* [Directions]:
1. Answer these questions using the trail description:
(a) In what month and year was the collapse of the bridge of Las Aguas notified?
(b) Which ravine does the Nature Trail reach while following the main track among olive trees, cereals and oak trees?
(c) How many flourmills existed on the River Alcanadre?
2. In the trail description, begin at the words "After the climb, you" and stop after "towards the town.". Reproduce that passage, substituting "pine trees" for "oak trees".

* [Selected passage]:
-- BEGIN --

Having crossed the riverbed, the trail continues along a track for some 30 m and turns to the left changing into a path that climbs up the hillside, offering excellent views of the River Alcanadre on the right of the route. The path once again descends among kermes oaks, oak trees and the occasional Aleppo pine (Pinus halepensis) as far as the riverbed, which you will walk beside for a few hundred metres, among numerous remnants dragged by these crystal-clear waters.

You will see in front of you the remains of the bridge of Las Aguas, one of the oldest bridges built over the River Alcanadre, the fullest and longest river along El Somontano. This bridge of Romanesque origin connected both riverbanks together, allowing the muleteers who transported goods from the high lands of El Somontano to the flatlands of La Hoya de Huesca to pass over it, forming part of a bridle path known as “the carriers” and of a Royal Path. Its collapse was notified in April 1994 and all that remains at the present time is part of the abutments that rested on the rock, the central pillar and part of the two pointed arches that formed the bridge’s spans. Here, large stones have been arranged like stepping-stones so that the river, which in this area is known as the Ajuntadero or the “joiner”, can be forded. Its waters merge with those of the River Isuala, increasing its flow and its strength. This river should be crossed with care as, depending on its flow, some of the stones could be covered with water or be slippery.

Now, on the other bank, you begin to walk down a steep path that offers excellent views of both rivers’ basins, with a clear V-shaped profile and very tilted strata of different hardness, showing the differential erosion between the softest (clays) and the more resistant (sandstones) materials.

En la parte alta de Bierge se encuentra la iglesia de Santiago el Mayor

After the climb, you walk under oak trees around a crop that you will leave a few metres ahead, to then continue along the valley of the River Alcanadre, which allows you to see the town of Bierge in front of you. After continuing for some 700 m next to diverse dry crops, the path merges with a track on the left that heads towards the town.

The Nature Trail carries on following the main track among olive trees, cereals and oak trees, reaching the ravine of La Tejería, where there are some kitchen gardens and fruit trees. One last slope leads you to the path of Batanaz, and, after a turn-off to the right, you enter the town of Bierge, the gateway to the Natural Park of the Sierra and the Guara Canyons, where a large number of active tourism companies and services are gathered offering a diverse array of nature activities.

The late Gothic church of Santiago el Mayor, which was built over another of Romanesque origin, stands on your left at the top of the town. You pass by the door of an old restored oil mill and continue as far as a car park and a play area where you can consult a panel containing information on the Nature Trail. From here, the path continues among olive trees and cereal crops as far as the A-1227 highway.

At the exit from Bierge to Rodellar, you will find the Interpretation Centre of the Natural Park of the Sierra and Guara Canyons. In the village, you can also visit the 13th-century, Romanesque style chapel of San Fructuoso, declared a Historic Artistic Monument.

When you reach the A-1227 highway, you must walk beside it with great care. In a distance of 50 m, the path crosses it and climbs a small hill on the right via a path, to then descend as far as the small ravine of Viatres. Once the trail arrives at the road again, but without crossing over, it turns to the right along a track that continues as far as the connection with the Nature Trail of El Somontano de Barbastro, the end of the Stage and of the Nature Trail of La Hoya de Huesca. In just 200 m, you will come to a car park and several informative panels on both Nature Trails around the popular Salto de Bierge; a weir built to operate one of the eleven flourmills that existed on the River Alcanadre.

-- END --

Excerpts from a point labeling dataset:

-- BEGIN --

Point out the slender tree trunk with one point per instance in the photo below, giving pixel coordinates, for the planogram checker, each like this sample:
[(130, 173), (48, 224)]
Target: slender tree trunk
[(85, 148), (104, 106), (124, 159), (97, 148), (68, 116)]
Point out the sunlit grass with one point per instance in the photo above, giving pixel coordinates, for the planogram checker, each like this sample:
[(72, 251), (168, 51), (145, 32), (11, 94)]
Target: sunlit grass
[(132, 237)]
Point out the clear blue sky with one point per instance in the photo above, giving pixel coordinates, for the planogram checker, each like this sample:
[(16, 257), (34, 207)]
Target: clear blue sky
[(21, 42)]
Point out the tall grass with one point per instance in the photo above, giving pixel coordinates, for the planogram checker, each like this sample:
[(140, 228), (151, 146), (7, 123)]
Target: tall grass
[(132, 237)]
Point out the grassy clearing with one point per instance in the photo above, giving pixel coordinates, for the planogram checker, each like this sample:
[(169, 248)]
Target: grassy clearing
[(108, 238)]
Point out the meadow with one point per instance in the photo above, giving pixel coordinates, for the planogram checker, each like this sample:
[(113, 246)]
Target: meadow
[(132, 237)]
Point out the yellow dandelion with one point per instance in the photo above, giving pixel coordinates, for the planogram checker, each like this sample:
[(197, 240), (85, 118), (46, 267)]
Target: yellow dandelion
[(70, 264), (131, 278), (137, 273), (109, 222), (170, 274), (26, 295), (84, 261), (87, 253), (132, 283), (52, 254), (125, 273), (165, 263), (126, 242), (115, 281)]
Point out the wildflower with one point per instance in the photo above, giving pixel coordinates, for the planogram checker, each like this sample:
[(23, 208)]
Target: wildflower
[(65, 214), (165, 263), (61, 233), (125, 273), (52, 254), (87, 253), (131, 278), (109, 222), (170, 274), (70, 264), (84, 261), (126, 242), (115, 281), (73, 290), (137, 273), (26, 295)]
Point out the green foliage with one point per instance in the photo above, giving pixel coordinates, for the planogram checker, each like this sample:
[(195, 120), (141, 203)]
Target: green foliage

-- END --

* [Answers in order]:
1.
(a) April 1994
(b) The ravine of La Tejería
(c) Eleven

2.
After the climb, you walk under pine trees around a crop that you will leave a few metres ahead, to then continue along the valley of the River Alcanadre, which allows you to see the town of Bierge in front of you. After continuing for some 700 m next to diverse dry crops, the path merges with a track on the left that heads towards the town.